▶ **Provided data**
#####

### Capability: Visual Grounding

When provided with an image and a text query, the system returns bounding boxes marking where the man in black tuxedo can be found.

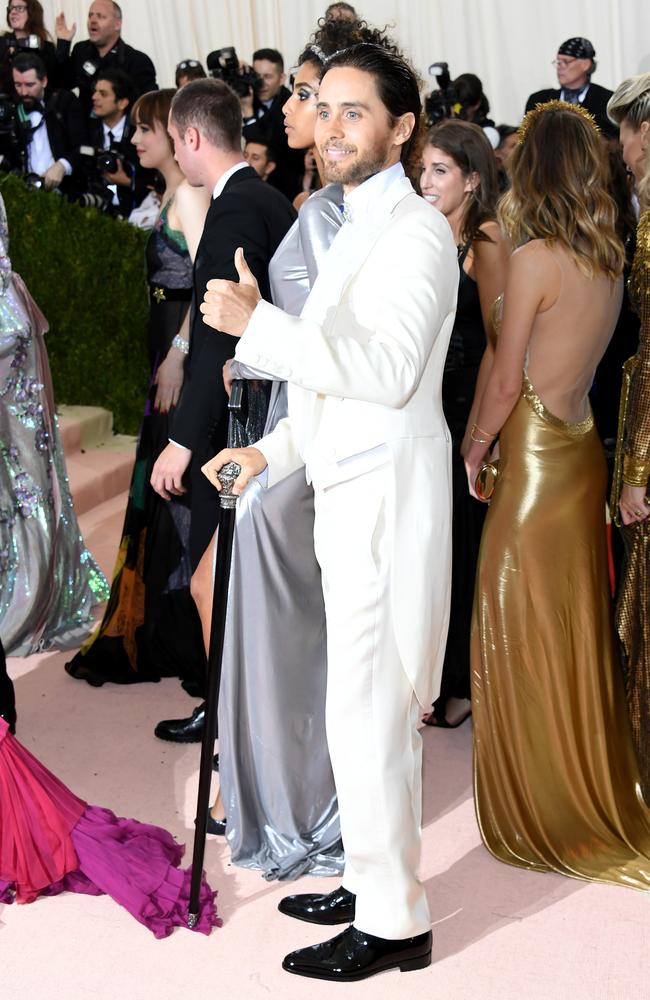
[151,79,296,742]
[526,38,618,139]
[11,52,86,197]
[56,0,158,115]
[240,49,305,201]
[0,642,16,733]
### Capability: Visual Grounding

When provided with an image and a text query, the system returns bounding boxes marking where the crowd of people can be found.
[0,0,650,981]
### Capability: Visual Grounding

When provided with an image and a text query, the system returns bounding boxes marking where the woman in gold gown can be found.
[608,73,650,803]
[466,101,650,889]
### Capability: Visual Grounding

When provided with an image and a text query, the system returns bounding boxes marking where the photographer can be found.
[84,69,147,218]
[56,0,158,115]
[424,62,501,149]
[244,125,277,181]
[0,0,59,94]
[12,52,85,197]
[240,49,304,201]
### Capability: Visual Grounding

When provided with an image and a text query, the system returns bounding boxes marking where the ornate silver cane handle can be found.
[217,462,241,510]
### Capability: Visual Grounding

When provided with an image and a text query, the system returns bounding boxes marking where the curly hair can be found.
[498,101,624,279]
[298,17,400,73]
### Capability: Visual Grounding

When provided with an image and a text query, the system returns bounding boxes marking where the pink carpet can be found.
[0,476,650,1000]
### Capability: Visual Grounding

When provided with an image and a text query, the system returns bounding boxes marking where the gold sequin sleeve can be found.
[623,209,650,486]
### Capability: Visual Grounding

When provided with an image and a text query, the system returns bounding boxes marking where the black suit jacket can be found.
[45,90,88,194]
[170,167,296,454]
[526,83,618,139]
[0,642,16,729]
[56,38,158,115]
[244,87,305,201]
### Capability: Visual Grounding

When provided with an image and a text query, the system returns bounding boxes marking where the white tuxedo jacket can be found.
[236,177,458,705]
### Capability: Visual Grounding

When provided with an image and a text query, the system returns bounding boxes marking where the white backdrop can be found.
[42,0,650,124]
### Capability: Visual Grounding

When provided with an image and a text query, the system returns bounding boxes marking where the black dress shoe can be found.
[154,702,205,743]
[208,813,228,837]
[282,927,431,983]
[278,886,357,926]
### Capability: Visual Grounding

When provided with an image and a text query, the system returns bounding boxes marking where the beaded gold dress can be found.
[611,208,650,803]
[471,298,650,890]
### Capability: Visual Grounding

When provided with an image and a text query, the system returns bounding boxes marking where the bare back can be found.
[520,246,623,422]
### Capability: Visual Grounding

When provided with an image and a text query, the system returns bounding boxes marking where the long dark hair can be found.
[323,42,425,176]
[425,118,499,243]
[7,0,52,44]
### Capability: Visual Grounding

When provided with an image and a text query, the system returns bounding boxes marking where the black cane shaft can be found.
[189,507,237,921]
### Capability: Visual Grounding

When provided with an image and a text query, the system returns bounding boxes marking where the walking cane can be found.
[187,462,241,928]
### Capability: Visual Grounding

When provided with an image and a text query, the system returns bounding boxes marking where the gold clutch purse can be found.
[474,462,499,503]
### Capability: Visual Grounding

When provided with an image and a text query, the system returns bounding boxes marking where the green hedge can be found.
[0,175,148,434]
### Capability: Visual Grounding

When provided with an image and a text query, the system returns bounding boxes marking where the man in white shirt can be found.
[202,44,458,981]
[12,52,85,191]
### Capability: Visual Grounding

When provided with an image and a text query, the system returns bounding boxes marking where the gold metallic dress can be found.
[472,377,650,890]
[611,209,650,803]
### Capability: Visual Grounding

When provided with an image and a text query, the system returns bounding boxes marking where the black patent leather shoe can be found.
[208,813,228,837]
[282,927,432,983]
[278,886,357,926]
[154,702,205,743]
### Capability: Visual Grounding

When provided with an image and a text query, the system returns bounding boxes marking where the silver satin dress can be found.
[219,185,343,879]
[0,198,108,656]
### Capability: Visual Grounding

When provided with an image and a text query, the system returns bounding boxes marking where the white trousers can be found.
[314,462,430,939]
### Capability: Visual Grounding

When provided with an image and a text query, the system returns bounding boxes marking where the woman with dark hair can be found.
[0,0,59,94]
[466,101,650,890]
[66,89,209,690]
[420,119,509,729]
[451,73,500,149]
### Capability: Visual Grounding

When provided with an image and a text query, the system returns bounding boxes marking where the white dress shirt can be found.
[27,111,72,177]
[169,160,248,451]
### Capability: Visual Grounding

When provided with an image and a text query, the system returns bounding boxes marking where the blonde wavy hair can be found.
[498,101,625,280]
[607,73,650,208]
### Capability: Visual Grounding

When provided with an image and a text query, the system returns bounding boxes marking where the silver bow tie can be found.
[339,201,353,222]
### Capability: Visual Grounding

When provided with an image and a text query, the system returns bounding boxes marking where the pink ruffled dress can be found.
[0,718,221,938]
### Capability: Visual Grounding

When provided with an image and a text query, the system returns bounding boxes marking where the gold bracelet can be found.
[469,424,496,444]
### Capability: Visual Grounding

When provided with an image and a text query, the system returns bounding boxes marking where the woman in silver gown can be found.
[212,22,398,879]
[0,198,108,656]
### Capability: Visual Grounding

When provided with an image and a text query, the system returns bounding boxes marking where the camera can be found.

#####

▶ **What this task involves**
Extract every line of the items above that contains the string "dark".

▶ **Result for this task**
When provided with an image and a text query, the system returns bounding boxes marking where the long dark hair can be found.
When provided with an image and a text query, the system returns bounding boxes marking where the woman with dark hair can be found.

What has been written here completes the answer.